• **ACTION ITEM**: Could you carry on the article below about the lung-on-a-chip research into fungal lung infections, starting right after its last sentence?

• **EXTRACT PROVIDED**:
------------------------------

The Humane Research Trust is funding a research project at the University of Manchester to develop next-generation, animal-free lung models for studying deadly respiratory infections. Using a ‘lung-on-a-chip’ system, the scientists will replicate human lungs to study their response to fungal infections. This will help us understand more about antimicrobial immunity and begin to tackle the challenge posed by airborne pathogens.
Respiratory infections are the fourth leading cause of death worldwide. Among these, fungal infections pose a growing threat. Inhalation of spores from Aspergillus fumigatus - a major mould pathogen - causes over 3 million chronic and invasive diseases annually, resulting in 1.5 million deaths every year.
Invasive aspergillosis carries a staggering 50% mortality rate, and for drug-resistant strains or vulnerable patients, mortality can approach 100%. These infections are a serious complication for people with chronic obstructive pulmonary disease (COPD) and those recovering from viral illnesses like influenza or COVID-19.
In 2022, the World Health Organisation (WHO) published its first fungal priority pathogen list, highlighting fungal infections as a global health emergency. Aspergillus fumigatus sits in the WHO’s ‘critical group’, urgently in need of global attention.
Current treatments for invasive aspergillosis are limited and often ineffective, especially against drug-resistant strains. There is a major unmet requirement for new therapeutic strategies to save lives.
Respiratory infections caused by pathogens like Aspergillus fumigatus are notoriously difficult to study. Conventional research relies on mice, which involves immense suffering yet does not reflect the complexity of human lungs. The structural organisation of alveoli - the tiny air sacs where gas exchange occurs - is different in humans. Variations in immune responses between rodents and humans further limit the relevance of animal models.
Even when scientists use alternative tools such as organ-on-a-chip systems, these models rarely replicate the true architecture of the alveoli. In humans, Type I and Type II epithelial cells cover the lung surface and interact instantly with inhaled spores. Yet most in vitro models include only one cell type. Recent studies show that Type I cells internalise and kill twice as many fungal spores as Type II cells, emphasising the need for models that reflect this diversity.
“There is an urgent need for the development of novel strategies for the clinical management of fungal infection,” Dr Margherita Bertuzzi explains. “Current research models are limited, heavily reliant on animal-derived products and they still do not adequately reflect the complexity of the lung tissue and how disease progresses in humans.”
Without physiologically relevant systems, it is impossible to fully understand why antifungal responses fail in vulnerable patients, such as those with COPD. This knowledge gap limits the development of new therapies and contributes to the high mortality rates associated with invasive aspergillosis.

------------------------------

• **INFORMATION SUPPLIED**:
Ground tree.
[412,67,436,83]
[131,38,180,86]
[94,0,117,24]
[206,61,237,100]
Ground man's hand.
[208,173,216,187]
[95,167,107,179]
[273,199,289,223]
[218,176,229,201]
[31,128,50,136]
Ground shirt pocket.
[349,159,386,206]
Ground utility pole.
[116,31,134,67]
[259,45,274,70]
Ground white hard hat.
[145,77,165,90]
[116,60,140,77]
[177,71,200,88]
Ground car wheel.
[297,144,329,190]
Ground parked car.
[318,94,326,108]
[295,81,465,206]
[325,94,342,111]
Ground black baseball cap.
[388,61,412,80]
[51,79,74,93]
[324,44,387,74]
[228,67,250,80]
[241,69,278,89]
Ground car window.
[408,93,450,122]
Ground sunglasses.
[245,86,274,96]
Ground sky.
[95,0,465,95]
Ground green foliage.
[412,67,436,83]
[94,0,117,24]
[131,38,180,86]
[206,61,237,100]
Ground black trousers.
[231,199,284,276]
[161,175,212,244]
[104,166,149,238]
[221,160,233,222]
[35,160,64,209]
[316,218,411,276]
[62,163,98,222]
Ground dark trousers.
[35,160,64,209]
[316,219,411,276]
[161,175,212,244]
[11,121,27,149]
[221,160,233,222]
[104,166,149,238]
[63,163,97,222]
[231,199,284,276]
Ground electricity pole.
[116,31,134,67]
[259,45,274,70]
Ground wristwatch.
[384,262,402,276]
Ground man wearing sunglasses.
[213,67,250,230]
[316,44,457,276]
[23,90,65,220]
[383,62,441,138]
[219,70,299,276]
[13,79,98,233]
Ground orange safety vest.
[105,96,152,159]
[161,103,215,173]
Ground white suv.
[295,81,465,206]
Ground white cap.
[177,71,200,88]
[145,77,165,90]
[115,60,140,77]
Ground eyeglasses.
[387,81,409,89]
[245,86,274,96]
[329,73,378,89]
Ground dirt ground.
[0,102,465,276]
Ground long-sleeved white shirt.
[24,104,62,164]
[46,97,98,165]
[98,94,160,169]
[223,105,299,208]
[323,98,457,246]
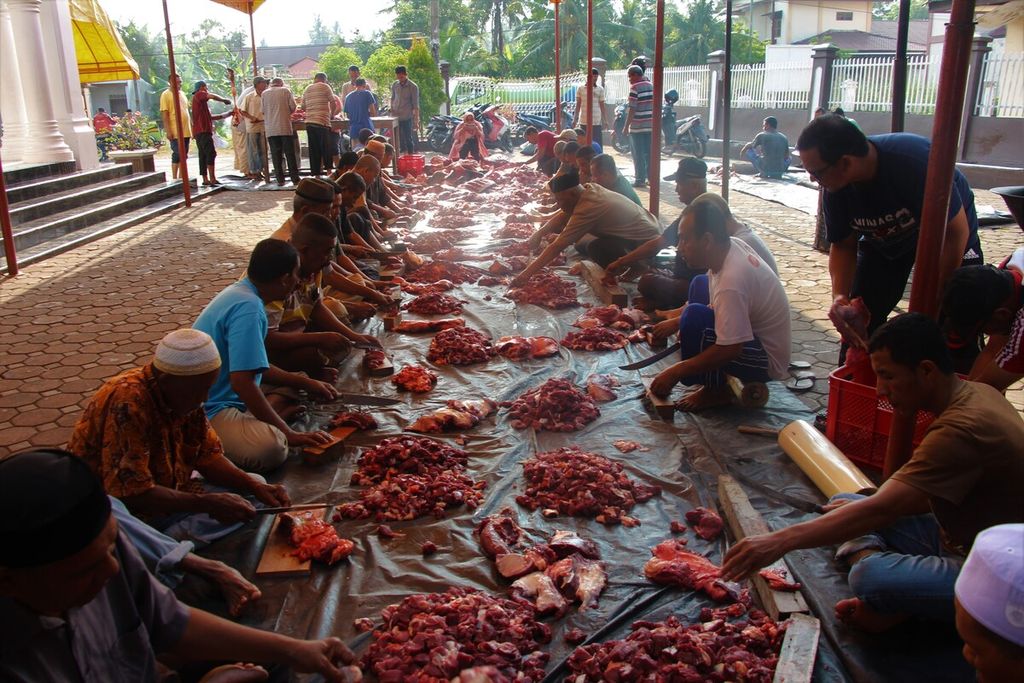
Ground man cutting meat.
[797,115,983,356]
[511,172,662,287]
[722,313,1024,631]
[650,195,791,411]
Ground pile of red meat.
[402,293,466,315]
[565,607,785,683]
[643,539,751,604]
[392,317,466,335]
[476,508,607,616]
[509,379,601,432]
[278,510,355,564]
[427,327,496,366]
[562,328,629,351]
[391,366,437,393]
[572,304,650,332]
[361,588,551,683]
[507,271,580,308]
[406,261,480,285]
[495,337,558,360]
[515,445,662,526]
[338,436,486,521]
[408,398,498,434]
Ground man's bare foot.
[181,553,262,616]
[199,661,270,683]
[836,598,909,633]
[676,386,732,413]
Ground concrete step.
[4,164,131,205]
[0,181,223,272]
[10,171,167,227]
[3,161,75,185]
[7,182,195,252]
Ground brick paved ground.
[0,155,1024,457]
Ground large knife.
[618,342,682,370]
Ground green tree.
[406,40,444,124]
[318,45,362,86]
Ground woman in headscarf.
[449,114,487,162]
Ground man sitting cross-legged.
[194,239,337,472]
[650,192,791,411]
[722,313,1024,631]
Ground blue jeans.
[109,496,196,588]
[630,130,656,182]
[829,494,965,624]
[679,274,771,388]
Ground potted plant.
[105,114,164,173]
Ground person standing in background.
[391,66,420,155]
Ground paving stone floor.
[0,160,1024,457]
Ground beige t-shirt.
[562,182,662,242]
[892,382,1024,555]
[160,88,191,137]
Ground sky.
[99,0,392,45]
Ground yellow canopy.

------------------------------

• **SOLVED PROBLEM**:
The Humane Research Trust is proud to fund a project that aims to overcome these challenges. Dr Bertuzzi’s team at the University of Manchester will develop a microfluidic ‘lung-on-a-chip’ platform - a miniature, artificial lung environment that mimics the structure and function of human alveoli. This next-generation model will integrate multiple cell types, including Type I and Type II alveolar epithelial cells and immune cells, within a fully humanised system.
Using this platform, researchers will study how the alveolar epithelium recognises and kills Aspergillus fumigatus and how these processes influence immune responses. They will also investigate what goes wrong in COPD, where epithelial dysfunction increases susceptibility to fungal infections. Importantly, the model will use animal-free culture media and recombinant antibodies, ending reliance on animal-derived products.
The team will apply innovative tools such as CRISPR-Cas9 gene editing to validate key mechanisms of antifungal immunity and explore why these processes fail in COPD patients. Data from the in vitro model will feed into an advanced computer simulation, enabling researchers to study infection dynamics digitally. This work will provide a powerful tool for testing new therapies in conditions that truly reflect human biology.
“This model will open new avenues for studying and testing treatments for lung diseases caused by Aspergillus fumigatus and other respiratory pathogens,” says Dr Bertuzzi. “This would help translate fundamental mechanistic knowledge into clinical settings.”
Dr Margherita Bertuzzi
Principal investigator
Dr Margherita Bertuzzi is a Lecturer in Molecular Microbiology at Manchester Fungal Infection Group at the University of Manchester. She specialises in fungal infection biology, and her current research focuses on understanding how inhaled respiratory pathogens cause disease, especially in patients with COPD.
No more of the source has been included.